### Exercise details
Transcribe the listing underneath, keeping each word exact and omitting the images.

### Supplied material
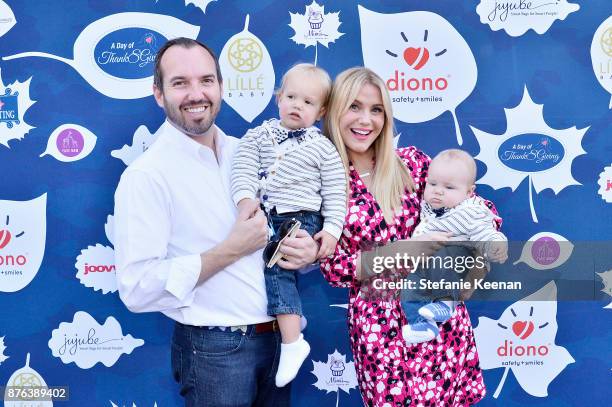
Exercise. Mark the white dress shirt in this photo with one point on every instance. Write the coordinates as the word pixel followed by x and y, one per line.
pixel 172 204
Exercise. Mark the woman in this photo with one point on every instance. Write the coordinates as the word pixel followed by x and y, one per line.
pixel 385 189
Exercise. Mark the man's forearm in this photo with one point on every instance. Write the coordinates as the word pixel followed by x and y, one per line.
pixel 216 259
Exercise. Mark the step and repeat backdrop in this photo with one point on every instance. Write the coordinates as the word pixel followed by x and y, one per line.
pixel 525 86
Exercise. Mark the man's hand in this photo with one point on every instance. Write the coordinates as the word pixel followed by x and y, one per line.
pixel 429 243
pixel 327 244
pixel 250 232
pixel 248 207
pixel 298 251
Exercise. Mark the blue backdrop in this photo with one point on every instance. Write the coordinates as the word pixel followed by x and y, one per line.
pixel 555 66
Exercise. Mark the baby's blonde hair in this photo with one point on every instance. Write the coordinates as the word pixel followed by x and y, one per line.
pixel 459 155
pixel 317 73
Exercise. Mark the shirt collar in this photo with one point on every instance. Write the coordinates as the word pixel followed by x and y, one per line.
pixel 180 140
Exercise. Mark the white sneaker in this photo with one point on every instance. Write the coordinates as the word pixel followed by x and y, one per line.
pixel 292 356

### Solution
Exercise. Mark the white dress shirt in this photo with one point on every instance. Write the coordinates as the word pixel followed by x and y, one per line.
pixel 172 204
Exercise. Mark the woman in this photo with one point on every instance. Write the coordinates as the word pixel followed by x and y, one per line.
pixel 385 189
Exercise. Mark the man's forearm in this photo with one point on every instance. Write the coordinates as the word pixel followed by x and y, one per line.
pixel 216 259
Exercise. Mark the step and repeat backdrop in this photo with one point on every instance. Write the coordinates as the word pixel followed by x and y, one per line.
pixel 525 86
Exercise. Mark the man's hand in this photo with one point on every instance. Write the coordinates as the word pixel followed by x and y, one per line.
pixel 429 243
pixel 327 244
pixel 250 232
pixel 248 207
pixel 298 251
Exercise. Mark the blue backdrop in this photo with one point on every instance. Write the coordinates as the word pixel followed by x and y, one per line.
pixel 555 66
Exercise. Mark the baby's blonde hair in this photo with one point on every instance. Write the coordinates as the word pixel followed by x and y, one per line.
pixel 459 155
pixel 317 73
Exercise. Mark the shirt collar in this photo with one point on every instance. Write the coordinates as the word pixel followed by x and y, one per line.
pixel 180 140
Exercise. Mark the white sneaker in this photo with one point on every instance. Write the coordinates as the word pixel followed by x and y, one per line.
pixel 292 356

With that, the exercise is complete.